**Your instructions**
Scan the entries for "water". Every line that holds it is to be copied.

**Material shown**

++++++++++

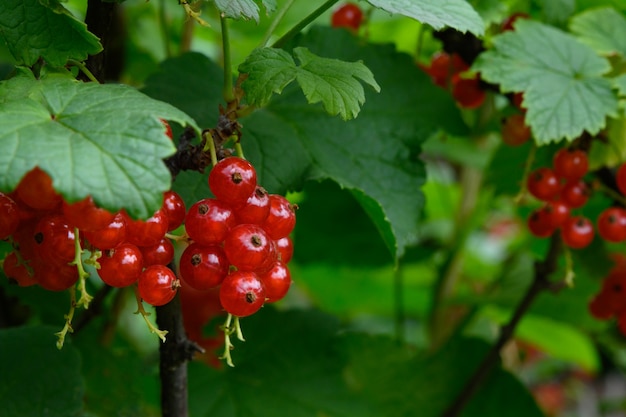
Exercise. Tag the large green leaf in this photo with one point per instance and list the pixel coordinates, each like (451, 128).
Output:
(457, 14)
(37, 378)
(100, 140)
(561, 78)
(36, 28)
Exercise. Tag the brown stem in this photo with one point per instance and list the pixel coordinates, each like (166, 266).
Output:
(540, 283)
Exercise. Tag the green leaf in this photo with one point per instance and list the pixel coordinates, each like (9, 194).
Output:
(244, 9)
(100, 140)
(39, 379)
(561, 78)
(457, 14)
(34, 29)
(333, 82)
(603, 29)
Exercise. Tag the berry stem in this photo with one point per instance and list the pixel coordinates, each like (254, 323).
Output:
(68, 320)
(145, 314)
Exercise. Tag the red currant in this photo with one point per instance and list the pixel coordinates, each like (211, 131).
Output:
(86, 215)
(233, 180)
(242, 293)
(249, 248)
(543, 184)
(203, 267)
(577, 232)
(208, 221)
(276, 282)
(612, 224)
(174, 209)
(348, 16)
(157, 285)
(281, 219)
(121, 266)
(570, 164)
(9, 216)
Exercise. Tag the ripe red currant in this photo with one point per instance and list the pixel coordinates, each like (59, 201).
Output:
(233, 180)
(121, 266)
(577, 232)
(543, 184)
(612, 224)
(203, 267)
(242, 293)
(208, 221)
(348, 16)
(157, 285)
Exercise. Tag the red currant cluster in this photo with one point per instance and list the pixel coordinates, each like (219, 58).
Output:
(44, 230)
(239, 240)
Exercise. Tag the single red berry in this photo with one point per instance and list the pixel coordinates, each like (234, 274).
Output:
(110, 236)
(467, 91)
(157, 285)
(577, 232)
(539, 223)
(276, 282)
(281, 219)
(9, 216)
(249, 248)
(16, 271)
(203, 267)
(242, 293)
(543, 184)
(147, 232)
(514, 130)
(620, 177)
(208, 221)
(54, 240)
(612, 224)
(570, 164)
(160, 254)
(575, 194)
(233, 180)
(347, 16)
(284, 246)
(86, 215)
(35, 190)
(174, 209)
(121, 266)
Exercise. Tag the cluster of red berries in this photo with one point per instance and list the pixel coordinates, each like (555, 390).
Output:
(43, 229)
(239, 240)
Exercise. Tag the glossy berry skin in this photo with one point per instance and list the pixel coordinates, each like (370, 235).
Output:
(620, 178)
(276, 282)
(160, 254)
(514, 130)
(110, 236)
(86, 215)
(543, 184)
(612, 224)
(174, 208)
(157, 285)
(281, 219)
(35, 190)
(147, 232)
(256, 209)
(121, 266)
(9, 216)
(577, 232)
(242, 293)
(570, 164)
(233, 180)
(347, 16)
(208, 221)
(249, 248)
(203, 267)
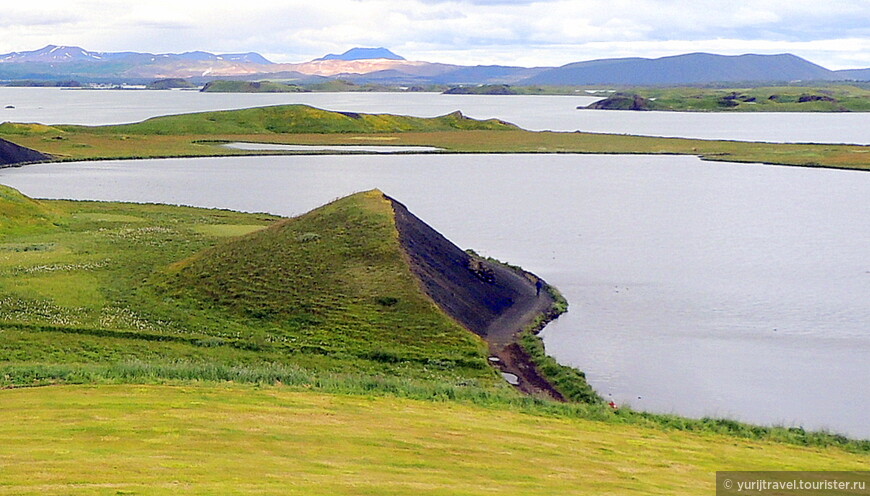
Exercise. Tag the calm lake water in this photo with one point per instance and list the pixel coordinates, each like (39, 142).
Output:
(695, 288)
(557, 113)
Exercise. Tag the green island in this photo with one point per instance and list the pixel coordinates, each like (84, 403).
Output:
(156, 349)
(829, 98)
(204, 134)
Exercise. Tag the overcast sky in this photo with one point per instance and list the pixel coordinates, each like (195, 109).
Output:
(832, 33)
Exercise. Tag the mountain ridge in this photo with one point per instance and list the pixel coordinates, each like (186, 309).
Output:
(380, 65)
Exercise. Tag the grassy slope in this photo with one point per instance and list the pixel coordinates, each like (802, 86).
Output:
(242, 440)
(20, 214)
(318, 304)
(284, 119)
(333, 281)
(78, 292)
(200, 136)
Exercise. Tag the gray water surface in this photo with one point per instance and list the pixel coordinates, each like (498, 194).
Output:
(536, 113)
(696, 288)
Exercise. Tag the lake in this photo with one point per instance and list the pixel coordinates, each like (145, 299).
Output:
(696, 288)
(557, 113)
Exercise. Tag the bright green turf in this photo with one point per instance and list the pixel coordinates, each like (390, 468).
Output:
(168, 440)
(108, 283)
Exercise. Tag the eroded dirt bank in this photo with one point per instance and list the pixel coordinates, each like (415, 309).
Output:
(12, 154)
(490, 299)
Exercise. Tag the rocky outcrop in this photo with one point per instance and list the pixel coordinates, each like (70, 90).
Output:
(12, 154)
(621, 101)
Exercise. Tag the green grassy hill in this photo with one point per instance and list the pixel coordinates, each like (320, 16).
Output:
(334, 281)
(832, 98)
(294, 119)
(19, 213)
(304, 351)
(328, 291)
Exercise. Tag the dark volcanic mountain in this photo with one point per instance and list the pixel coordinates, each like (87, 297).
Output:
(693, 68)
(363, 54)
(68, 54)
(380, 65)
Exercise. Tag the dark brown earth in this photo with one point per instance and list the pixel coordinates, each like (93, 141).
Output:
(12, 154)
(493, 301)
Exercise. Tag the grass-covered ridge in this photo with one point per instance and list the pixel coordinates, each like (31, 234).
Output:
(114, 293)
(331, 282)
(284, 119)
(107, 283)
(834, 98)
(203, 134)
(19, 213)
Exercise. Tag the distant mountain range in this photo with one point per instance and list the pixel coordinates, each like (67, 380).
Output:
(365, 65)
(363, 54)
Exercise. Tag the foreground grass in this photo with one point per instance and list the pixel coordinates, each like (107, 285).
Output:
(90, 287)
(244, 440)
(203, 134)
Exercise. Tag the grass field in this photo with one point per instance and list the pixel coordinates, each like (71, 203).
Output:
(203, 134)
(87, 440)
(832, 98)
(105, 283)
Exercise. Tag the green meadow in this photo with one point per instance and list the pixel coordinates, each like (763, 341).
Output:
(236, 439)
(832, 98)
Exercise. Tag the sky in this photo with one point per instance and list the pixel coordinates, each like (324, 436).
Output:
(831, 33)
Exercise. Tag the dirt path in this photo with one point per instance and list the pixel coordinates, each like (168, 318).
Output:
(492, 300)
(502, 334)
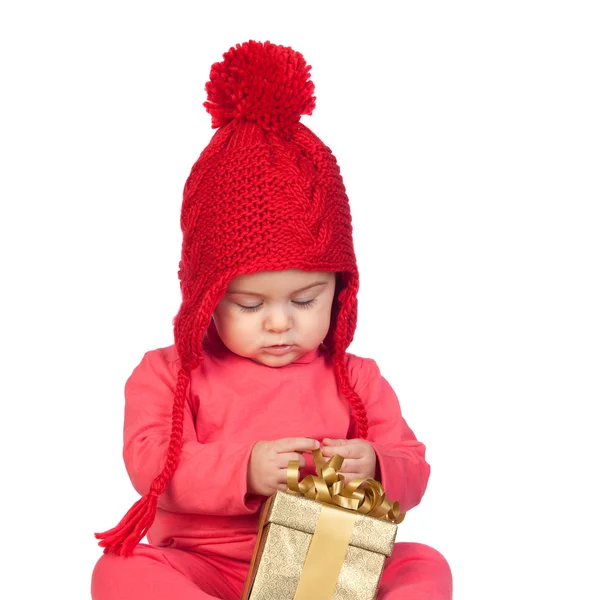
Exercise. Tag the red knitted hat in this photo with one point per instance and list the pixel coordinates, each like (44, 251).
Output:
(265, 195)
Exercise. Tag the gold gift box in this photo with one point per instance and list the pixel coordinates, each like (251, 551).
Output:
(286, 530)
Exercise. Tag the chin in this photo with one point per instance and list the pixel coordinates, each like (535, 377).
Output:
(276, 361)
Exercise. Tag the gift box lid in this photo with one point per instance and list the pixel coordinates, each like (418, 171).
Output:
(302, 514)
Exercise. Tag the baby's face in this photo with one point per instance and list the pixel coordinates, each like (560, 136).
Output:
(290, 309)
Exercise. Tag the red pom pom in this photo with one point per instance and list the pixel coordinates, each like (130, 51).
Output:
(262, 83)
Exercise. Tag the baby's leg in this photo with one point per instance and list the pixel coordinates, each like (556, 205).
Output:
(154, 573)
(415, 572)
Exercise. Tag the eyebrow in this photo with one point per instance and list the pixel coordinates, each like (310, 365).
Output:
(307, 287)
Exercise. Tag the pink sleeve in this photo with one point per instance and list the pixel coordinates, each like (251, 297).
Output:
(210, 478)
(402, 469)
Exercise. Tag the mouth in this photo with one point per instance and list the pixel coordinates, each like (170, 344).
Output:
(279, 349)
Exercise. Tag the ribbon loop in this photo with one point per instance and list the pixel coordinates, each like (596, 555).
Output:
(365, 496)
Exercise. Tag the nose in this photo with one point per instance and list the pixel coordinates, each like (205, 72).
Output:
(278, 320)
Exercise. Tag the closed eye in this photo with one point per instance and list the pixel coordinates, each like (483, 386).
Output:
(304, 304)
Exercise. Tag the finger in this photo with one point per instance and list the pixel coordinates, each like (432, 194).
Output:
(295, 445)
(284, 458)
(347, 451)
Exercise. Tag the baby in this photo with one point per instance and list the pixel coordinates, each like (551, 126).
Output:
(259, 373)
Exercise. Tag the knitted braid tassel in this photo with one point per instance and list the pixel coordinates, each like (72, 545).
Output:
(123, 538)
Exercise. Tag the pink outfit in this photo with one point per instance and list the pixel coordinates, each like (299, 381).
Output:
(202, 539)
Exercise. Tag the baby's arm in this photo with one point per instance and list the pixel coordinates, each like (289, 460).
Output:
(210, 478)
(402, 468)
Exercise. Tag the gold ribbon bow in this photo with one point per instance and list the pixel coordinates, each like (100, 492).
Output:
(365, 496)
(330, 541)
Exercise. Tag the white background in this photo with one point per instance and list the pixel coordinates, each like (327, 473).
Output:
(468, 137)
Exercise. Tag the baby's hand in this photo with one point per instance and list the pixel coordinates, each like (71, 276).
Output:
(360, 460)
(267, 468)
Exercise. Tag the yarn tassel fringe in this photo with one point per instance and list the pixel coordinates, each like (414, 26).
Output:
(123, 538)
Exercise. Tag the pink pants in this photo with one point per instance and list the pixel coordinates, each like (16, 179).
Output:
(413, 572)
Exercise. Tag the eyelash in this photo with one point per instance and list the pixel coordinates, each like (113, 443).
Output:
(306, 304)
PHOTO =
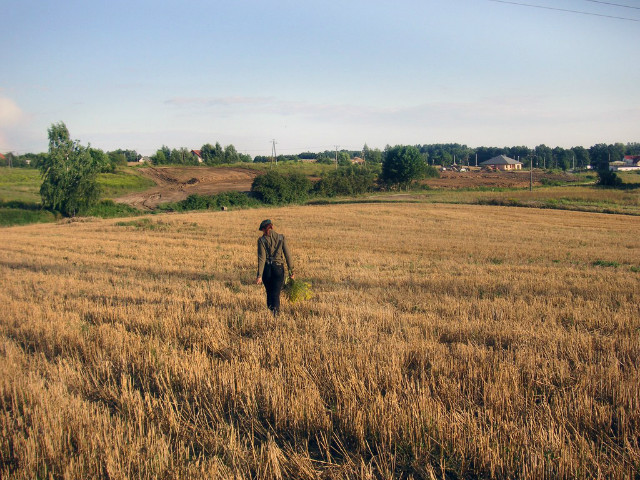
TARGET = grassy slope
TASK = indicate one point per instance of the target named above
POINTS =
(20, 197)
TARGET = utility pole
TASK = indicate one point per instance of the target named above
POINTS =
(531, 175)
(274, 155)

++++++++++

**Response area**
Exercise. Tag the calm lake water in this photo with one point per instance and list the pixel coordinates, each like (39, 142).
Exercise. Tag the gray water surface in this photo with one point per instance and list the pixel coordinates, each like (498, 194).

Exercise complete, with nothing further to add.